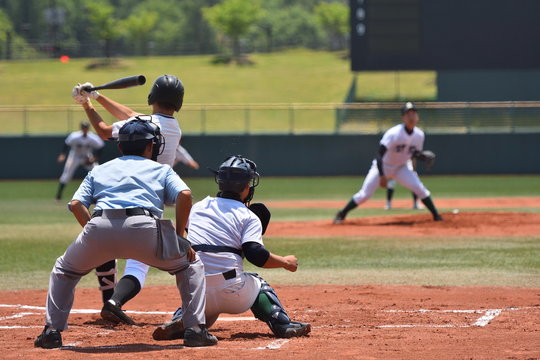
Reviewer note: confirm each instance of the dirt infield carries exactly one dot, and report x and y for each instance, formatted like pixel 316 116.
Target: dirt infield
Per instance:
pixel 461 224
pixel 349 322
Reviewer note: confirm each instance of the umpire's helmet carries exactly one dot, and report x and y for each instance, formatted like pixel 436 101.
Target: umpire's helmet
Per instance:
pixel 167 89
pixel 235 173
pixel 135 134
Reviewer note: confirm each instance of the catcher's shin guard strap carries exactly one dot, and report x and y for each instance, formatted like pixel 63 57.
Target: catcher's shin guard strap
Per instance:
pixel 268 308
pixel 106 274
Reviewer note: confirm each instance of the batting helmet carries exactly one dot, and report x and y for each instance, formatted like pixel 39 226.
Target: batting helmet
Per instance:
pixel 235 173
pixel 167 89
pixel 409 106
pixel 135 134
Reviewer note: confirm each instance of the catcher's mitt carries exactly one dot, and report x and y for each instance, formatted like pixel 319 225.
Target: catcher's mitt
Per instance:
pixel 427 156
pixel 262 213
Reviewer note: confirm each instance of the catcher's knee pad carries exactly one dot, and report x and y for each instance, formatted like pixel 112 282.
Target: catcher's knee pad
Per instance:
pixel 106 274
pixel 267 306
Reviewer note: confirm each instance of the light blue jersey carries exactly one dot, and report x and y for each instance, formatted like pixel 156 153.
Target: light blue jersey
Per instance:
pixel 130 181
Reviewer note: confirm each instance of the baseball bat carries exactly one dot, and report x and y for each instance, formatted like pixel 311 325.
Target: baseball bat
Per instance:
pixel 120 83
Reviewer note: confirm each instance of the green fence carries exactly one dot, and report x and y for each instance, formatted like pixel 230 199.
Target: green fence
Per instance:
pixel 355 118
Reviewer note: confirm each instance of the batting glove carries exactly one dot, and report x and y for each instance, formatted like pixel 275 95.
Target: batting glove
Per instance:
pixel 93 94
pixel 77 96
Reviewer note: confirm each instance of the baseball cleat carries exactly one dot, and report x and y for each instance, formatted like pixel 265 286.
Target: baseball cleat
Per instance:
pixel 170 331
pixel 113 313
pixel 48 339
pixel 338 219
pixel 197 339
pixel 292 329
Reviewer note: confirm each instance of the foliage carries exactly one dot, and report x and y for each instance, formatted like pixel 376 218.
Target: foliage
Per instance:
pixel 180 27
pixel 334 17
pixel 104 25
pixel 234 19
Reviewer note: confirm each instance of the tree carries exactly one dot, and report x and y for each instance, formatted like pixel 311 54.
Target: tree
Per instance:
pixel 138 27
pixel 234 18
pixel 334 17
pixel 104 26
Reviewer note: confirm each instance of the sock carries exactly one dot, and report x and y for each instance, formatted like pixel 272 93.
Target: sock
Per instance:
pixel 126 289
pixel 107 280
pixel 60 190
pixel 389 194
pixel 429 204
pixel 350 205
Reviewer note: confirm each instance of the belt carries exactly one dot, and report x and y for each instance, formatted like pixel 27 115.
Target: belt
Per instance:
pixel 231 274
pixel 216 248
pixel 129 212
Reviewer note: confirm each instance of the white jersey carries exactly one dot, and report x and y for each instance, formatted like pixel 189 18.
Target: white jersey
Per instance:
pixel 82 146
pixel 222 222
pixel 400 145
pixel 183 156
pixel 169 129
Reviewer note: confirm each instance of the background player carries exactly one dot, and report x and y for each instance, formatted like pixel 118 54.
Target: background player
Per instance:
pixel 184 157
pixel 391 185
pixel 397 146
pixel 166 97
pixel 83 149
pixel 223 230
pixel 129 194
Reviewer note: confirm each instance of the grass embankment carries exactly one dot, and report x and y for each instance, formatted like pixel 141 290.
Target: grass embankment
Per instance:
pixel 34 230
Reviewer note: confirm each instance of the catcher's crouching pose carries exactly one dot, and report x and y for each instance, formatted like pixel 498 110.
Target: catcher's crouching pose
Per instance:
pixel 398 145
pixel 129 195
pixel 221 230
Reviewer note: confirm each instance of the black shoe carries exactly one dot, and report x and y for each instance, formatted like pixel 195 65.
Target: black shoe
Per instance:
pixel 292 329
pixel 201 338
pixel 113 313
pixel 170 331
pixel 339 218
pixel 50 340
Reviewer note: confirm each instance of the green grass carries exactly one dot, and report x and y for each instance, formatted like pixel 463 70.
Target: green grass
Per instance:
pixel 35 230
pixel 295 76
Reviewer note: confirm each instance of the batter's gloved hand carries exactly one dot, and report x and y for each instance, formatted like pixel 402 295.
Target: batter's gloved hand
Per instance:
pixel 262 213
pixel 93 94
pixel 77 96
pixel 427 156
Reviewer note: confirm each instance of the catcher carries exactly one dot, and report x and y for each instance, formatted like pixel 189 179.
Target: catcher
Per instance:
pixel 398 145
pixel 223 230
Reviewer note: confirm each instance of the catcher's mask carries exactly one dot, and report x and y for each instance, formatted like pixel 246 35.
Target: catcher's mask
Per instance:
pixel 135 134
pixel 235 173
pixel 167 89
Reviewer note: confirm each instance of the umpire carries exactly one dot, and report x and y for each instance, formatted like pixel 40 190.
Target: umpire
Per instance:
pixel 129 194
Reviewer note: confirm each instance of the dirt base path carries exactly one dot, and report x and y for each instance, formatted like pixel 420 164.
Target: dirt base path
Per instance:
pixel 461 224
pixel 349 322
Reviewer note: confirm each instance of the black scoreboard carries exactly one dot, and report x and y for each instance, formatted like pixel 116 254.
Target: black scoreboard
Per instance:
pixel 445 34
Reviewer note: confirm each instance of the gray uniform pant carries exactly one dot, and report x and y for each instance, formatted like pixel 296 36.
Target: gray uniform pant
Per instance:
pixel 116 236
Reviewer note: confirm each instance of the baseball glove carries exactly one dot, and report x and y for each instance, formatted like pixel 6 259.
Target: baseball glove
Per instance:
pixel 427 156
pixel 262 213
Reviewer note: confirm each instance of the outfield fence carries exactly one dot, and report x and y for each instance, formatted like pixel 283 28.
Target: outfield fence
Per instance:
pixel 330 118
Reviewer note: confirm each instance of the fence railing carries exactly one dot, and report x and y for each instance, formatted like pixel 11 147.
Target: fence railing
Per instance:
pixel 361 118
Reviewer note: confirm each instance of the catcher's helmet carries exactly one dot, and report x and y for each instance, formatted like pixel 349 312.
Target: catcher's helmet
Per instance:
pixel 409 106
pixel 136 133
pixel 167 89
pixel 235 173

▬▬▬

Reproduce all of the data above verbatim, omitting the picture placeholder lines.

Reviewer note: confirm each instance of the dirt infield carries exactly one dot, and report x and y for each instance, formatted like pixel 316 116.
Target: dirt infield
Per instance:
pixel 461 224
pixel 349 322
Reviewer note: confirm each instance of the umpire's helmet carries exactly one dot, and report x and y for each instance, formatted like pixel 436 101.
Target: umpire's helmet
Per instance:
pixel 167 89
pixel 235 173
pixel 135 134
Reviewer note: confirm each instance of the catcher's shin guard strap carries exactly one dot, and report x and y for each instance, formatted like pixel 63 57.
Target: catcher's shin guard strap
Per instance:
pixel 268 308
pixel 106 274
Reviewer note: confirm each instance of the batting helmet carries exactly one dot, and report x and y for each instance, formatted like pixel 39 226.
Target: batting helmet
Per instance:
pixel 235 173
pixel 167 89
pixel 409 106
pixel 135 134
Reviewer note: confirm each instance of the catcher's mitt carries exactly one dot, and report x and y for each instance, formatted like pixel 319 225.
Target: catcher's mitt
Per instance:
pixel 427 156
pixel 262 213
Reviewer note: confirm each instance of the catcher's knee pad carries exactly one dot, and report x and y for each instance, formatted like pixel 112 282.
Target: catcher's knee pad
Per instance:
pixel 106 274
pixel 267 306
Reviewer note: confirm each instance of the light blue jersey carries exactly one dot, and report x and y for each instance, formatted like pixel 156 153.
Target: light blue jersey
Per instance:
pixel 130 181
Reviewer note: confirm each instance of the baseball bat carries exactly one dot, and report x and y for each instance, formatted like pixel 311 325.
Target: baseball bat
Per instance:
pixel 120 83
Reviewer note: confirm each instance of the green fence carries exactly one dot, and report x and y for each instance, formatted like pixel 230 199.
Target: green fence
Per instance:
pixel 355 118
Reviewer note: confirm each instance of the batting glove carries exactly one dot, and report x and y for each instance, formatted like pixel 275 95.
Target: batting glove
Per instance:
pixel 93 94
pixel 77 96
Reviewer note: confirm each instance of the baseball cleat carries exactly one dot, and report x and y for each instance, formatted like pixel 265 286.
Target: baseball cleat
Per instance:
pixel 170 331
pixel 113 313
pixel 48 339
pixel 338 219
pixel 197 339
pixel 292 329
Reviewer note: confirm each instance of the foliage carries exactly one dot, and report x and y for each instance, formatted like pixel 376 218.
Target: foliage
Per instance:
pixel 180 27
pixel 334 17
pixel 104 25
pixel 234 19
Reviewer note: confirm each instance of the tree carries exactly one dot, and report x and y for each instance, formatted like pixel 311 54.
Target: tree
Per instance:
pixel 138 27
pixel 234 18
pixel 334 17
pixel 104 26
Reviewer note: confirm each instance of the sock carries exactly one dot, and report x and y for each instance, formatted like pixel 272 93.
Target: sock
Per instance:
pixel 126 289
pixel 107 280
pixel 60 190
pixel 389 194
pixel 429 204
pixel 350 205
Reviewer note: confirm each instance of the belt carries exactly one dot, and report x and y for each instance, formatted like pixel 27 115.
Target: belt
Per instance:
pixel 231 274
pixel 216 248
pixel 129 212
Reviewer note: confirm each instance of the white jersey carries exactly one dot, and report x and y for each instance, formatted like pixel 189 18.
Target: white jersey
Per instance:
pixel 82 146
pixel 222 222
pixel 400 145
pixel 183 156
pixel 169 129
Reviewer note: confirm each instance of the background player carries exactly one dot, and report x and y for each instance, formatted like pixel 118 54.
Target: background player
Per instance:
pixel 184 157
pixel 391 185
pixel 397 146
pixel 166 97
pixel 83 149
pixel 223 230
pixel 129 194
Reviewer note: confirm each instance of the grass embankment carries exactly one dot, and report x and y for each instance, formatted like pixel 141 290.
Target: grass embankment
Per instance:
pixel 34 230
Reviewer note: confirm each instance of the catcher's crouching pose carries exactly one dot, and report x and y for each instance, formatted like pixel 498 110.
Target: catcher's crouching pose
Per instance:
pixel 398 145
pixel 129 195
pixel 221 230
Reviewer note: confirm each instance of the black shoe carries exactly one dot, and report x and y for each instance, formatted like pixel 195 65.
Target: black shoe
Per instance:
pixel 292 329
pixel 201 338
pixel 113 313
pixel 170 331
pixel 339 218
pixel 50 340
Reviewer note: confirm each instance of the green grass carries exactly one dot, and report x and y for each instance, formatted like pixel 463 70.
Target: green grass
Per instance:
pixel 35 230
pixel 295 76
Reviewer note: confirm each instance of the batter's gloved hand carries exactly one dot, and report x and y for each instance, formatted like pixel 402 295.
Target: batter's gloved hand
Per instance:
pixel 262 213
pixel 93 94
pixel 77 96
pixel 427 156
Reviewer note: confirm each instance of the catcher carries exactly one dot, and report x and y for each instance, formatted like pixel 189 179.
Target: catcher
Per instance:
pixel 398 145
pixel 223 230
Reviewer note: confirm each instance of the catcher's mask carries exactly one dot, and report x and y for each instance, formatted like pixel 246 35.
Target: catcher's mask
Per instance:
pixel 135 134
pixel 235 173
pixel 167 89
Reviewer note: confirm each instance of the umpire carries exactly one dot, and report x and y for each instance, formatted like pixel 40 190.
Target: umpire
Per instance:
pixel 129 194
Reviewer note: confirm each instance of the dirt base path carries exactly one dot, and report x and y for each instance, formatted like pixel 420 164.
Target: dirt base path
Per instance:
pixel 461 224
pixel 349 322
Reviewer note: confirm each instance of the black scoreboard carries exactly one dot, and report x and y for each instance, formatted like pixel 116 254.
Target: black scoreboard
Per instance:
pixel 445 34
Reviewer note: confirm each instance of the gray uniform pant carries exactly one dot, and report x and y for each instance, formatted like pixel 296 36.
Target: gray uniform pant
Per instance:
pixel 116 236
Reviewer note: confirm each instance of the baseball glove carries exactly one dot, and report x and y for each instance, formatted like pixel 6 259.
Target: baseball glove
Per instance:
pixel 427 156
pixel 262 213
Reviewer note: confirm each instance of the outfield fence carries exactly one dot, and report x and y for each instance, formatted like pixel 283 28.
Target: outfield fence
Per instance:
pixel 330 118
Reviewer note: confirm each instance of the fence railing carries exactly one dot, and report x and y for each instance, formatted like pixel 11 147.
Target: fence railing
Per instance:
pixel 361 118
Reviewer note: confirm each instance of the catcher's helmet carries exactly one dot, and report x and y for each instance, formatted like pixel 349 312.
Target: catcher's helmet
Per instance:
pixel 409 106
pixel 136 133
pixel 167 89
pixel 235 173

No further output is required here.